* ACTIVITY *
Give back each line of the data exactly.
-------- DATA SHOWN --------
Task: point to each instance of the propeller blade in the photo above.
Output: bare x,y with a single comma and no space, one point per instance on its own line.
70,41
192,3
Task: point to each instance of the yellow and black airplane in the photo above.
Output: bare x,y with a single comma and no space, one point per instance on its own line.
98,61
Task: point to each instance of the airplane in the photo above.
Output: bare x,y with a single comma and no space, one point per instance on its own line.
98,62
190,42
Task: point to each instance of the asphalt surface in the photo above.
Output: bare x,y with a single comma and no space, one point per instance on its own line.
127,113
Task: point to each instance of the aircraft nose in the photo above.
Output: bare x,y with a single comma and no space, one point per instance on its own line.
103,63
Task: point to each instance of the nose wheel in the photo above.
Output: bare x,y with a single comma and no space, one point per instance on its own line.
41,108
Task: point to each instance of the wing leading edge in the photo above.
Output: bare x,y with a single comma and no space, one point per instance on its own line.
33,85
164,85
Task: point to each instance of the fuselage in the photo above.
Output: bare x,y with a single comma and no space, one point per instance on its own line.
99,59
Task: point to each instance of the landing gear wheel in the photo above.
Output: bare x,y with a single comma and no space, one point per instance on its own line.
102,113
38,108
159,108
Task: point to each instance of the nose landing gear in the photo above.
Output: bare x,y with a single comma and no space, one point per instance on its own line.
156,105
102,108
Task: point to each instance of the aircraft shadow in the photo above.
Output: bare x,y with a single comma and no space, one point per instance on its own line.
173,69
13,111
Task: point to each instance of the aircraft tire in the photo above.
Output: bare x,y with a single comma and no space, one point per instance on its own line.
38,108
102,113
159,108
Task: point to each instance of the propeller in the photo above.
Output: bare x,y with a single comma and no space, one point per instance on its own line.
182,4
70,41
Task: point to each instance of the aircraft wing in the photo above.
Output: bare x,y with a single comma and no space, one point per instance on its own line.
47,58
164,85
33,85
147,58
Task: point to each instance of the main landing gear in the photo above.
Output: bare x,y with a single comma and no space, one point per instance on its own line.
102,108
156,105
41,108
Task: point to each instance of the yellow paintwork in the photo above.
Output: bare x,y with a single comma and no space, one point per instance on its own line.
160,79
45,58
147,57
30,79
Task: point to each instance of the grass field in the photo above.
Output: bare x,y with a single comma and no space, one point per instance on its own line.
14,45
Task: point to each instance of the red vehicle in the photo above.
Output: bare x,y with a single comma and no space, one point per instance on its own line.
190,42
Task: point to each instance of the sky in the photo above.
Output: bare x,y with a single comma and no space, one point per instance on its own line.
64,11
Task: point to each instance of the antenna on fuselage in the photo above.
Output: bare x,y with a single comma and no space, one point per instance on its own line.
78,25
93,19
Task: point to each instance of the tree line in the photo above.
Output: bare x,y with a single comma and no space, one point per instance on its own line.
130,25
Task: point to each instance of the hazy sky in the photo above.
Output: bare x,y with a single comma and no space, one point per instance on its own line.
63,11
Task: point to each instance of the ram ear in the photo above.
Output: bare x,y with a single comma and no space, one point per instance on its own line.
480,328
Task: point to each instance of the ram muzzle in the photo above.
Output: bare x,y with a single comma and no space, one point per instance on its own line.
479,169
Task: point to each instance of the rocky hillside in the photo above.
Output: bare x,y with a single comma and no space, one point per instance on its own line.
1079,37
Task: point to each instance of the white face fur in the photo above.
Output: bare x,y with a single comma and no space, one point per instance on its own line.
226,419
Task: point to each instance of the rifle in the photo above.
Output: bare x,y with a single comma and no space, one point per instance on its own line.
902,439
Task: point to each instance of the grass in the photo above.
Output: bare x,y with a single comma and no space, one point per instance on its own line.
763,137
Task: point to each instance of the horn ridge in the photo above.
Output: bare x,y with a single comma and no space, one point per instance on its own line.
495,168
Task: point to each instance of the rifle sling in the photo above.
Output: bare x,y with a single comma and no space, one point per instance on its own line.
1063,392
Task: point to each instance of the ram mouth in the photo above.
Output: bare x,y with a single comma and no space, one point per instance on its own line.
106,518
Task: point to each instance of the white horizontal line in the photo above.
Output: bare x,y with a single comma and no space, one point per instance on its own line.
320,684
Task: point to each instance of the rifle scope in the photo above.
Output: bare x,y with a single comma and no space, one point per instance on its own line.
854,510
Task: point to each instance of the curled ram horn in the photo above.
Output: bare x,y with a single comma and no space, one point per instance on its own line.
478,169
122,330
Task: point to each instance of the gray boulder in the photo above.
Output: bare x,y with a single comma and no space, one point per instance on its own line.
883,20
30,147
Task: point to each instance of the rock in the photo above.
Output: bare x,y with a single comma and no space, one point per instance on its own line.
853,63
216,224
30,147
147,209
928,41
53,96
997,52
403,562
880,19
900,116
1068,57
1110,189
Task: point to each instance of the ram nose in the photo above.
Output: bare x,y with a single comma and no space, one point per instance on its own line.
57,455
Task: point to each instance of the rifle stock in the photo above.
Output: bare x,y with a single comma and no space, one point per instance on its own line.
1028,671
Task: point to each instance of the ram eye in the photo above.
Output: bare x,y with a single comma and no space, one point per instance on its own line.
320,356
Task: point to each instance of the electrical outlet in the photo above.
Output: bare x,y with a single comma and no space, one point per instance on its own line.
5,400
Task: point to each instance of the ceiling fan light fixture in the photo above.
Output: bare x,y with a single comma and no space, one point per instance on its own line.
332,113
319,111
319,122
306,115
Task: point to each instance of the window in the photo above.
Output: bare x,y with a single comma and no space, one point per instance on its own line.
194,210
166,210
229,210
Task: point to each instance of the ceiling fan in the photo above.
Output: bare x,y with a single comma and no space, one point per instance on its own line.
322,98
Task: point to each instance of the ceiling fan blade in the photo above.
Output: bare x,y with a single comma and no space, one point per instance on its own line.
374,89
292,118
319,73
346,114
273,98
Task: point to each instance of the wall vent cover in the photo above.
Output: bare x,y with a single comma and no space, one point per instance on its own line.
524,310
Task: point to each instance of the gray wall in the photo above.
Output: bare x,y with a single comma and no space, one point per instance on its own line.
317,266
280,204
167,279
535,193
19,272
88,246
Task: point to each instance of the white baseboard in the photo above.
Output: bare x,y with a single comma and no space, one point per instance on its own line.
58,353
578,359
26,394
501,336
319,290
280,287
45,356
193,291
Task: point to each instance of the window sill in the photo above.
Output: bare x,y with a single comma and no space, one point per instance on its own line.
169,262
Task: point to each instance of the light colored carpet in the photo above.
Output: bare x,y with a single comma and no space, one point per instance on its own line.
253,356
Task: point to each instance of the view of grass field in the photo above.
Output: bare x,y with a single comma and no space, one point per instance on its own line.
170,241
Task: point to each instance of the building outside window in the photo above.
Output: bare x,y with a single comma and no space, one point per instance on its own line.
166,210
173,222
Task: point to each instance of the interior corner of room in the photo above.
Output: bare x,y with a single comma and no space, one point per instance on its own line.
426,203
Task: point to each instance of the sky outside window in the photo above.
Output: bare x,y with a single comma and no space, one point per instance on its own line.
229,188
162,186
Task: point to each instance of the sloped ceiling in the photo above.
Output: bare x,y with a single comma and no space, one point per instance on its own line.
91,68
--------
* RESPONSE BOX *
Task: point to each instance of the propeller blade in the photo above.
Output: bare x,y with a single comma and no space, one point per instance on its own line.
70,41
192,3
Task: point to each instance of the yellow and black airplane in the photo above.
Output: bare x,y with a single comma and no space, one point per instance on its own line.
98,61
Task: point to each instance of the airplane in the photo above.
Output: bare x,y with a single comma and no space, one point per instance on its own line.
98,62
190,42
Task: point to each instance of the asphalt surface in the photo above.
Output: bare x,y with a single comma and no space, one point per instance on its own line.
127,113
Task: point to each instance of the aircraft nose in the photo above.
Output: bare x,y with a single comma and no space, one point per instance on its own line.
103,63
Task: point to each instance of the nose wheel in the photo above.
Output: bare x,y with a single comma and no space, one point per instance on its own line.
41,108
Task: point to each instance of the wing leading edge in the photo above.
Output: bare x,y with a single comma and no space, one point per instance on its own line.
33,85
164,85
Task: point to each instance of the fuselage in the photo above.
Output: bare x,y with a single comma and no space, one point per instance on its own line.
99,59
Task: point to each instance of the landing gear wheel in the photo above.
Output: bare x,y with a single comma and no space, one point per instance on its own line.
102,113
38,108
159,108
Task: point to each instance of the nose landing gear in the photo above.
Output: bare x,y with a single comma and no space, one point per instance on its own line.
156,105
102,108
Task: point to each instance of the aircraft shadow in the photo above.
Output: bare x,y with a single comma and no space, one point per instance on its own line.
173,69
13,111
Task: point to each instance of the aircraft tire in the photo above.
Output: bare x,y with a single comma and no space, one point per instance on its own line.
38,108
102,113
159,108
Task: point to each instance of the propeller in the photo above.
Output: bare x,y with a single comma and no space, one point per instance on its own line.
182,4
70,41
Task: point to each instance of the aircraft wing in the photo above.
Output: bare x,y with a single comma and no space, one point per instance on its own line.
47,58
164,85
33,85
147,58
Task: point to each instance of the main landing gear in the photo above.
Output: bare x,y with a single comma and no space, one point per instance on its own line.
102,108
156,105
41,108
Task: point to each instance of the yellow paintwork in the photo above.
Output: bare x,y with a single comma and no space, one point per instance on its own line.
160,79
45,58
147,57
30,79
Task: point to each instance of the grass field in the photo above.
Output: bare x,y with a single comma and no space, one point per instance on its own line.
14,45
Task: point to each instance of the red vehicle in the photo above.
Output: bare x,y with a single comma and no space, one point per instance on its own line.
190,42
Task: point to each instance of the sky in the photo above.
Output: bare x,y with a single comma and no space, one point per instance on its own line.
64,11
Task: point to each instance of the antenna on fuselage in the photo above.
Output: bare x,y with a single comma and no space, one point per instance on its own line.
78,25
93,19
Task: point to each instance of the tree line in the photo above.
Output: bare x,y with a single comma and no space, one point per instance on its own line.
130,25
Task: point to each instance of the hazy sky in the photo above.
Output: bare x,y with a single comma and no space, one point per instance on its own line.
63,11
Task: point to each instance of the ram ear in the photo above.
Output: bare x,y with a single comma and no space, one point per instance on its own line.
480,328
Task: point to each instance of the ram muzzle in the photo above.
Output: bare x,y with a single comma and no space, one point per instance on its own line.
479,169
Task: point to each instance of the rocky hillside in the photo above.
Output: bare x,y with a single comma and no space, one point per instance on its own line.
1079,37
Task: point to each instance of the white face fur in the photo above.
Output: bare x,y with a single comma and no space, one point per instance on its own line.
226,419
Task: point to each instance of the rifle in the photo above.
Output: bare x,y with a single comma and no space, one point per instance on its own line.
902,439
Task: point to each instance of the grass in the photo above.
Output: bare x,y with a single comma and no space, one point per instance on its own line.
763,137
Task: point to each instance of the horn ridge in the photo above.
Output: bare x,y with a single comma and no space, one point per instance on its own line.
495,168
Task: point to each instance of the rifle sling in the photo above.
Output: bare x,y with a single comma and no space, one point per instance on its own line.
1063,392
Task: point to each instance of the ram mouth in the photo above.
Output: bare x,y with a single comma and no space, one point per instance on its own line.
106,518
Task: point to each instance of the white horizontal line in the photo above.
Output: bare x,y with a single comma and no space, one point per instance on its own line.
320,684
Task: point to each instance of the rifle scope in the photo above.
Output: bare x,y with a single comma and no space, one point per instance on its own line.
854,510
Task: point to each instance of the curled ram horn in the photo above.
Output: bare x,y with a single comma and no space, one point per instance on its own line.
478,169
122,330
Task: point to each instance of the gray boulder in the photo above.
Output: bare x,y with a single comma and no space, one point per instance on its own line.
883,20
30,147
Task: point to each instance of the rock in the photo above.
Output: bare x,y with a single comma and no space, one point per instance on its own line.
853,63
216,224
30,147
147,209
928,41
53,96
997,52
403,562
880,19
900,116
1068,57
1110,189
Task: point to each instance of the ram nose in the photo above.
Output: bare x,y with a single comma and no space, one point per instance on its own line.
57,455
Task: point to each instance of the rifle stock in the photo above.
Output: bare x,y with a single comma and no space, one point per instance on its own line.
1028,671
Task: point to each instance of the ram eye in the photo above.
Output: bare x,y with a single comma and no space, one point per instance on its own line.
320,356
Task: point to each instance of the electrical outlet in the photo above.
Output: bare x,y with a single comma and no space, one point per instance on its own line.
5,400
Task: point to each instance of the ceiling fan light fixture in the photo above.
Output: bare x,y with a single comma and no space, one point per instance on its own line.
332,113
319,111
319,122
306,115
Task: point to each instance of the window in the photo above.
Output: bare x,y with a single comma and no space, one point per instance on its own line.
194,210
166,210
229,210
Task: point to each instance of the ceiling fan in the photo above.
Output: bare x,y with a single comma and no space, one point per instance on its own line.
322,98
Task: point to each instance of the ceiling fan blade in the photo above.
Output: bare x,y with a single comma and no space, one point per instance on its own line.
374,89
292,118
319,73
346,114
273,98
Task: point to each instance of the wall vent cover in the photo above.
Output: bare x,y with a single comma and no space, one point per instance on its own line.
524,310
Task: point to each instance of the gray wall in the photo above.
Output: bare x,y with a single comma and no space, one point per instance on its own line.
317,266
280,204
167,279
535,193
19,272
88,246
Task: point to each instance of the white baseboard in the photo above.
Output: bare x,y with a single comma and no space, one point per instance on its own line.
58,353
578,359
26,394
501,336
319,290
280,287
45,356
193,291
Task: point to each instance of the window sill in the photo above.
Output: bare x,y with a single comma and no space, one point per instance on its own line.
169,262
Task: point to each instance of the light colored carpet in the photo above.
Output: bare x,y with a single comma and no space, one point per instance on its own line.
253,356
Task: point to each instance of the view of grass field in the photo above.
Output: bare x,y with a single comma and no space, one point per instance on its own line.
170,241
Task: point to each instance of the building outside window in the photo above.
Output: bare x,y with a single comma and no space, one point per instance on its own line.
166,210
173,222
Task: point to each instance of the interior corner of room in the photo above.
Output: bare x,y with a single comma and no space, one point per instance on its own line.
426,203
Task: point to each instance of the sky outside window in the photo above.
Output: bare x,y with a single comma and no space, one point per instance on its own line.
229,188
162,186
Task: point to each instance of the sloped ceiling in the photo above.
Output: bare x,y with a single comma and no space, one point per instance on its own line.
91,68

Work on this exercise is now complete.